##### Ausgewählter Textauszug

Ich bin davon überzeugt, dass eine gute Bindung der Schlüssel zu allem ist. Wer sich mit seinem Hund artgerecht beschäftigt und für seinen Hund ein interessanter Partner wird, der wird viele Probleme schnell in den Griff bekommen. Wenn der Hund das Gefühl hat, dass sein Mensch spannend ist, dass es sich lohnt, in seiner Nähe zu bleiben, ist dies der erste Schritt um Probleme wie das Ziehen an der Leine, aber auch andere Probleme wie der Rückruf oder das Jagen in den Griff zu bekommen.
Ich will damit nicht sagen, dass Hunde, die an der Leine ziehen oder jagen, keine Bindung zu ihrem Menschen haben. Richtig passionierte Jäger kann man nur schlecht aus diesem Muster herausholen. Ich rede nur davon, dass eine gute Bindung der Grundstein ist und sich dadurch viele Probleme schnell lösen lassen. Größere Probleme, die ein gewisses Training erfordern, sind einfacher in den Griff zu bekommen, wenn der Hund sich ohnehin sehr gut an seinem Menschen orientiert.
Hinzu kommt in unserem Fall, dass die beiden sehr viel beschäftigt werden. Ich bin den ganzen Tag bei ihnen und wir gehen mindestens vier mal pro Tag nach draußen. Ich beschäftige mich viel mit ihnen, sowohl drinnen als auch draußen. Sie sind sehr ausgeglichen und daher von Haus aus etwas ruhiger an der Leine. Wenn ich zum Beispiel mehrere Stunden außer Haus bin und wir nach meiner Rückkehr direkt raus gehen, dann sind die beiden auch deutlich nervöser und aufgeregter, was sich natürlich auch auf die Leinenführigkeit auswirken kann.
Was ich nun eigentlich sagen wollte:
Ich bin der Meinung, dass diese typischen Leinenführigkeitseinheiten wie Richtungswechsel oder auch das klassiche Stehenbleiben, nicht die Lösung sein können. Mein Bauchgefühl sagt mir, dass das lediglich eine Symptombehandlung ist und keine Arbeit an der Wurzel des Problems. Leinenführigkeit ist selten ein isoliertes Thema, welches man nur für sich betrachten kann.

##########
##### Bereitgestellte Daten

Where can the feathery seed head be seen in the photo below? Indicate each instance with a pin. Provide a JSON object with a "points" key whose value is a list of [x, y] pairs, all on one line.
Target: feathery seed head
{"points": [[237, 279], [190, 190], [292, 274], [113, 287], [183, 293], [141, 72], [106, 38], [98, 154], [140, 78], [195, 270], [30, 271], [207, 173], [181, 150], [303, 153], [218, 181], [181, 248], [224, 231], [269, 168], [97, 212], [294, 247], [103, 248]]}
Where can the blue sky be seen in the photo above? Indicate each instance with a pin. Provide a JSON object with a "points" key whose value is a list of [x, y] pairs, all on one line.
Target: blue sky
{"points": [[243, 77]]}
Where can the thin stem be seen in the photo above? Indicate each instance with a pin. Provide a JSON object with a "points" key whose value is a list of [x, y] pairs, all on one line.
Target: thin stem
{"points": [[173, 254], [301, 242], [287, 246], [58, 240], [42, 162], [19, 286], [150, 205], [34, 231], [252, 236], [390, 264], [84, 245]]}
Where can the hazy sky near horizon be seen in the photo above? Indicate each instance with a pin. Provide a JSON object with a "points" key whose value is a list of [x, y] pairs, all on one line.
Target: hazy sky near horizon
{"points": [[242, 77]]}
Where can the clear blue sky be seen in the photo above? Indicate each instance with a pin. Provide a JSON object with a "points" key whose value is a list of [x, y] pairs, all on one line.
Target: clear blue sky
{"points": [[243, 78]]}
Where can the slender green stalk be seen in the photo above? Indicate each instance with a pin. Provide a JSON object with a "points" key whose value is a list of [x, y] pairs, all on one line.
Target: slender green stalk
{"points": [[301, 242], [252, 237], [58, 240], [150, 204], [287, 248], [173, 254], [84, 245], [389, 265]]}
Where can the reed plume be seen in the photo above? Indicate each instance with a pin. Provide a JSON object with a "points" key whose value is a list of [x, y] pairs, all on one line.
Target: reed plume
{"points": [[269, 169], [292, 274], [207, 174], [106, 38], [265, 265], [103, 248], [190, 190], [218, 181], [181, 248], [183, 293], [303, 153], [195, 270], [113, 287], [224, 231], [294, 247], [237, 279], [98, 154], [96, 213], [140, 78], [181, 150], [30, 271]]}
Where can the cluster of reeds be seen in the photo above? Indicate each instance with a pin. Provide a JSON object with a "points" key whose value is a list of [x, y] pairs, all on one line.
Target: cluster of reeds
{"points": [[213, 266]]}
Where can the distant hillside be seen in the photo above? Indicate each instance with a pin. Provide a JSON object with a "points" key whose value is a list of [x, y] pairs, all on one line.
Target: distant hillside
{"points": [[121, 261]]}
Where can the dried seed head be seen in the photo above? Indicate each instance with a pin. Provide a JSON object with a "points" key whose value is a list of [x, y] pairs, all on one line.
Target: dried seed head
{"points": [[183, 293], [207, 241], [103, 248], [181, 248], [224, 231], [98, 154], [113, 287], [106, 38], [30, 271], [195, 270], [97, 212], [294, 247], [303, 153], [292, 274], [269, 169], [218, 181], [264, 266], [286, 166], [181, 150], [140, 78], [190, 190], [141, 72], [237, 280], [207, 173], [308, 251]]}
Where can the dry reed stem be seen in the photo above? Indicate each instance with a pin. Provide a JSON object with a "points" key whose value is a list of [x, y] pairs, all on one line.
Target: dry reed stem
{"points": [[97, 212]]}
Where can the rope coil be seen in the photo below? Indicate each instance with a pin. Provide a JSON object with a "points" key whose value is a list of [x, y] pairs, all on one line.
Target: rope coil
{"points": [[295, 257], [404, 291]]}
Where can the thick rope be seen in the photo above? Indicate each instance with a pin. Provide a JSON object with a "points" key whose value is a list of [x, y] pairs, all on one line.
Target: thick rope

##########

# Ihre Aufgabe
Führen Sie den Textauszug über Bindung und Leinenführigkeit beim Hund im Anschluss an seinen letzten Satz weiter.

# Antwortteil
Daher meine Tips:
Macht euch interessant. Vermittelt eurem Hund das Gefühl, dass es sich lohnt, bei euch zu bleiben. Und ganz ehrlich: Wer die Zeit mit seinem Hund liebt, der beschäftigt sich ohnehin gerne mit ihm. Belohnt nicht jedes Hinaufschauen zu euch, denn dann werdet ihr ganz schnell zu einem Futterautomaten für den Hund. Und sowieso: Ständiger Blickkontakt ist vielleicht auf dem Hundeplatz hübsch anzusehen, aber im Alltag soll man die gemeinsame Zeit genießen und gemeinsam Abenteuer erleben. Wenn euer Hund entspannt neben euch läuft, dann ist das Thema Leinenführigkeit mehr als nur in den Griff bekommen. Ständig Anstarren und ein Laufen wie an der Schnur gezogen ist nicht notwendig und in meinen Augen völlig übertrieben. Ein Hund ist ein Lebewesen und kein Sportgerät.
Macht euch interessant. Zeigt eurem Hund, dass es sich lohnt bei euch zu laufen. Aber bettelt nicht um seine Aufmerksamkeit.
Wie habt ihr die Leinenführigkeit trainiert? Was sind eure Tips?